> [Alıştırma görevi A]
Listede "Mark every instance of the goalie stick" ifadesinin geçtiği satırdan başlayıp "[(247, 241)]" ifadesinin geçtiği satırda biten satırları, boş satırları atlayarak No ve Satır sütunlu bir Markdown tablosu olarak düzenleyin. No sütununa sıra numarasını, Satır sütununa da satırın kendisini yazın.

::: Alıntı :::

Bundan
6 yıl önce, 2007’inin 12 Temmuz’unda
, 47 yıllık ömrün ardından hoşçakalın diyen isim Ulus
Baker’di...
Ulus
Baker’in 6 yıl önceki ölümünden sonra televizyon ve radyolar flaş haber
geçmedi...
İnternet
sitelerinde kırmızı fonlu flaş yazıları da görülmedi sıcağı sıcağına.
Sonraki
günlerde de birkaç istisnayı saymazsak
gazetelerde de hiç ama hiç haber olmadı Ulus Baker’in ölümü
Fakat
yine de Türkiye’nin kıymet bilen az sayıdaki ismi Ulus Baker’den bahsetti
bir hakkı teslim eden cümlelerle...
Ulus
Sedat Baker, 1960 Petersburg doğumlu, Kıbrıs Türk'ü ailenin çocuğuydu....
Sosyolog,
yazar, çevirmen ve öğretim üyesiydi....
Ölümüne
dek ODTÜ ve İstanbul Bilgi Üniversitesi
de dahil olmak üzere bir çok
kurumda, sinema-müzik tarihi, sosyoloji,
politik teori, medya ve sinema üzerine
anlattı , yazdı Ulus Baker...

::: Gösterilen bilgiler :::

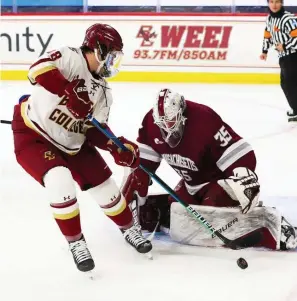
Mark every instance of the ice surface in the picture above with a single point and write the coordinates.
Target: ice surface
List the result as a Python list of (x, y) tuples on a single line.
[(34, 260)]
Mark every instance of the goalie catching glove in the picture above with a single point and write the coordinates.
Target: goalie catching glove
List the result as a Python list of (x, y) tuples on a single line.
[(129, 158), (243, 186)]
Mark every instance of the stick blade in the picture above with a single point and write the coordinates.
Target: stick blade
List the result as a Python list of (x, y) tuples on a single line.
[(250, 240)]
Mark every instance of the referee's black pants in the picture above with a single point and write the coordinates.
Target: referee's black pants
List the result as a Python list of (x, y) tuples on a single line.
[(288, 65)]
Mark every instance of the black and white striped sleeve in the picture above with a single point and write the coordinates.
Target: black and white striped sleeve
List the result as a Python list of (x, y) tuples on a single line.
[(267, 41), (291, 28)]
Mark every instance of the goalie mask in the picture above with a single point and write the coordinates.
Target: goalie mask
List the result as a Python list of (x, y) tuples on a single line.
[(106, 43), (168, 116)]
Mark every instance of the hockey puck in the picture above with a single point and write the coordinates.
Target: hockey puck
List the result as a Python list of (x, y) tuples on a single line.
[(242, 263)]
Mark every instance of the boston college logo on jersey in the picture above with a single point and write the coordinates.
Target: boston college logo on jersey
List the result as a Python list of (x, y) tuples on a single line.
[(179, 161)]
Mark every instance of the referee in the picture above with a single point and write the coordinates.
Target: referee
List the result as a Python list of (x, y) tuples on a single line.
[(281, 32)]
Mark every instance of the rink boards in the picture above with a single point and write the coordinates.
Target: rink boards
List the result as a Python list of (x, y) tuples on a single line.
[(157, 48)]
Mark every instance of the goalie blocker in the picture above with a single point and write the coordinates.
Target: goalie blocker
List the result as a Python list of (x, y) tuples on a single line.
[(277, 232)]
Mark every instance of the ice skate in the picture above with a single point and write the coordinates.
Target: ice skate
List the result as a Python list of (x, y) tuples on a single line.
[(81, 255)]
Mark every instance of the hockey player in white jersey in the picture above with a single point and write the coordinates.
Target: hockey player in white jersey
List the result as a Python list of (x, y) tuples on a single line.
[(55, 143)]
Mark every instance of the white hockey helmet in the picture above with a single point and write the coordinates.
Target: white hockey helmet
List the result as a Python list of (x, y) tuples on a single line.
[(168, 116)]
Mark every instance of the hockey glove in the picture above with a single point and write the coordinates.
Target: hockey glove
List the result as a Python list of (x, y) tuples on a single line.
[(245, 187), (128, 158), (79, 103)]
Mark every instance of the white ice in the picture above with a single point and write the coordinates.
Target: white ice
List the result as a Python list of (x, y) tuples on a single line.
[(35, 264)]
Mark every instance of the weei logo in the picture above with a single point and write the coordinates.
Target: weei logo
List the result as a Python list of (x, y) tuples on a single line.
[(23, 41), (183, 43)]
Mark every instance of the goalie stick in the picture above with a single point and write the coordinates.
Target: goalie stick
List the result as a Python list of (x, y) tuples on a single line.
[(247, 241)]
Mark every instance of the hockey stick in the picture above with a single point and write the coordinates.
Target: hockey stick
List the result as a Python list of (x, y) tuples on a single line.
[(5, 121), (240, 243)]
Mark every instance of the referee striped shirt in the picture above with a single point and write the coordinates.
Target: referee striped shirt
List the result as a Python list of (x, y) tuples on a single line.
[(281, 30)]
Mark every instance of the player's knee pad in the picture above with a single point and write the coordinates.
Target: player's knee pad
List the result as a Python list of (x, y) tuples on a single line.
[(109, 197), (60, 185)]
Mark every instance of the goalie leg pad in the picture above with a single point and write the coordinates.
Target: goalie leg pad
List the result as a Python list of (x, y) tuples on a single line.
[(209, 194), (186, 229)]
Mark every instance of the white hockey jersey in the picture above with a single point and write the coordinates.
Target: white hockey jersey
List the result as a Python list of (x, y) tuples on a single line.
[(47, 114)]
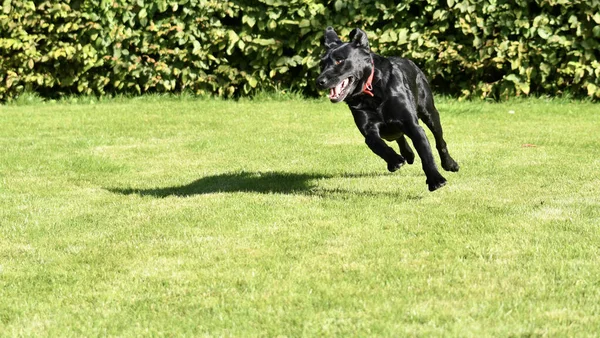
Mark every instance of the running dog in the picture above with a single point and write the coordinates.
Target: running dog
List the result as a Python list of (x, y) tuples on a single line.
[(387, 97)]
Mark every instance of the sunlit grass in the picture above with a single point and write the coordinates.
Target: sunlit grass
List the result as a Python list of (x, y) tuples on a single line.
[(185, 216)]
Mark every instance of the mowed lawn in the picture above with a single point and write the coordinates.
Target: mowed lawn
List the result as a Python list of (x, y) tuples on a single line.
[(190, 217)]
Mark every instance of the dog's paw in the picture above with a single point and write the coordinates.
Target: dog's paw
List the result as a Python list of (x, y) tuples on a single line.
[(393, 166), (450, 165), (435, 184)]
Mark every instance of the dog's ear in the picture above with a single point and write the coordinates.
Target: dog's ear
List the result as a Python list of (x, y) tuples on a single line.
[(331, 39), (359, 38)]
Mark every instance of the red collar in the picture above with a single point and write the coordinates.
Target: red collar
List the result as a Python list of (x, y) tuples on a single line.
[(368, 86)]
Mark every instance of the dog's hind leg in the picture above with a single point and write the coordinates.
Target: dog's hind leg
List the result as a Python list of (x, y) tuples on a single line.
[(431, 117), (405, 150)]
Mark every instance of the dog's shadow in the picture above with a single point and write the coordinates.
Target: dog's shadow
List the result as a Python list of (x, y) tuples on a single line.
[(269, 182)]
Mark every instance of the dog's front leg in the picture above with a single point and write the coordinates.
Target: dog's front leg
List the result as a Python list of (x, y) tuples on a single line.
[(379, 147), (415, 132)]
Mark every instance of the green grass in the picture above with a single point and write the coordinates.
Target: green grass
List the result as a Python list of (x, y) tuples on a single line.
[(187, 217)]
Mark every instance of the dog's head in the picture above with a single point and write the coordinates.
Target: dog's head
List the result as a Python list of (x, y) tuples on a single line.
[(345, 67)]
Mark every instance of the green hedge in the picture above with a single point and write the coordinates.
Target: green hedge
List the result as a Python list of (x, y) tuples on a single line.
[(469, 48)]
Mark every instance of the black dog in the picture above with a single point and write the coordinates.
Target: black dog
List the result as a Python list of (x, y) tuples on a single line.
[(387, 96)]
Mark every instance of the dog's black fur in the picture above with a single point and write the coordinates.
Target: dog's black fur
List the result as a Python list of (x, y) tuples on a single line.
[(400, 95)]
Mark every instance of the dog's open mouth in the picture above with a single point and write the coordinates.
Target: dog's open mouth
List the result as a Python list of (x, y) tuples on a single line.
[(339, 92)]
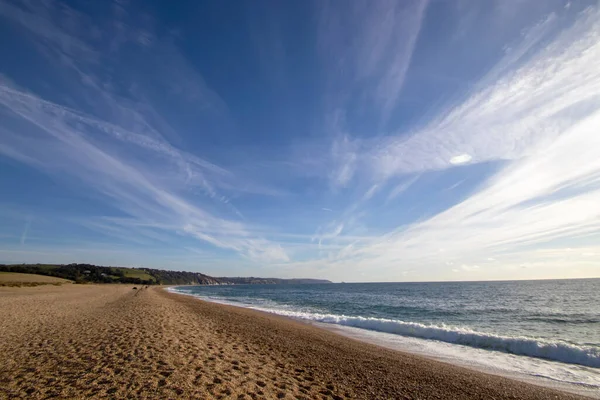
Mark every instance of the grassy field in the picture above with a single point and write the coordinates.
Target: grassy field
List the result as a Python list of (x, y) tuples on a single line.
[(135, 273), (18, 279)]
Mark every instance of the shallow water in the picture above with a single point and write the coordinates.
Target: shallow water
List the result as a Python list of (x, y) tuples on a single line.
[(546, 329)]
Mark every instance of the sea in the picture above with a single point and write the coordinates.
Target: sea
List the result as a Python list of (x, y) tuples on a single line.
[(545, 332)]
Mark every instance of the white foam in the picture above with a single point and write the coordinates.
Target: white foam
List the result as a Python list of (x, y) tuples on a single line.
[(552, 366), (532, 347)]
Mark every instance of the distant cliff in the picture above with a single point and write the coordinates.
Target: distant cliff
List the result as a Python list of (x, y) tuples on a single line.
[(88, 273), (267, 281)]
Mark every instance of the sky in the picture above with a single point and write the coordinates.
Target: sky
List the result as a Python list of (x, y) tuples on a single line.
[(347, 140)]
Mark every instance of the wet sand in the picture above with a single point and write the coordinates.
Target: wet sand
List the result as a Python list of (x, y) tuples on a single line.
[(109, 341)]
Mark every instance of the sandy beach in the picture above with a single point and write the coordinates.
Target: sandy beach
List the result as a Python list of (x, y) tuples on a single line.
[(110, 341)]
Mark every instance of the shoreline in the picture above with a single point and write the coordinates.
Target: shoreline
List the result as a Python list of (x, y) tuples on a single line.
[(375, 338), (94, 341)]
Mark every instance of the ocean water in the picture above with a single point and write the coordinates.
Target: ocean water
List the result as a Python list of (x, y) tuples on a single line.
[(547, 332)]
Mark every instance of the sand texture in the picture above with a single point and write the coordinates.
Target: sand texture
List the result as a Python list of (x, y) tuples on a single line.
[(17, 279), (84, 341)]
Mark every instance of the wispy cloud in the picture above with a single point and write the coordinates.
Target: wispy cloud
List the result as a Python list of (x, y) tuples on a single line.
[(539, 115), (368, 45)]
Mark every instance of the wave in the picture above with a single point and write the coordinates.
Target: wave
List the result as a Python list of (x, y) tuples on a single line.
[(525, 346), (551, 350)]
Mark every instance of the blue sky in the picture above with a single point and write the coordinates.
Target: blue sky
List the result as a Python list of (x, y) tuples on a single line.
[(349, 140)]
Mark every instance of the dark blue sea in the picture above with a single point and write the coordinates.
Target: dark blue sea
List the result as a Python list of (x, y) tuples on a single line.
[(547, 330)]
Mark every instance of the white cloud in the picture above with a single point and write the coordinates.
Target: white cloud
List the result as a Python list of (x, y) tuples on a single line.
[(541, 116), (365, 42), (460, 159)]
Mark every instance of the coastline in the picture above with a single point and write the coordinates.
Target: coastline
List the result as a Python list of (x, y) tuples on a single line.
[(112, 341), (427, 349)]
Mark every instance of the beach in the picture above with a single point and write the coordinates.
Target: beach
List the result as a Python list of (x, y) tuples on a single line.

:::

> [Alıştırma görevi B]
Alıntıya göre aşağıdaki soruları yanıtlayın:
(i) Ulus Baker hangi tarihte hayata veda etti?
(ii) Ulus Baker hangi yılda ve nerede doğdu?
(iii) Ulus Baker'in meslekleri nelerdi?

> [Yanıt A]
| No | Satır |
|---|---|
| 1 | Mark every instance of the goalie stick in the picture above with a single point and write the coordinates. |
| 2 | Target: goalie stick |
| 3 | List the result as a Python list of (x, y) tuples on a single line. |
| 4 | [(247, 241)] |

> [Yanıt B]
(i) 12 Temmuz 2007'de.
(ii) 1960'ta, Petersburg'da.
(iii) Sosyolog, yazar, çevirmen ve öğretim üyesiydi.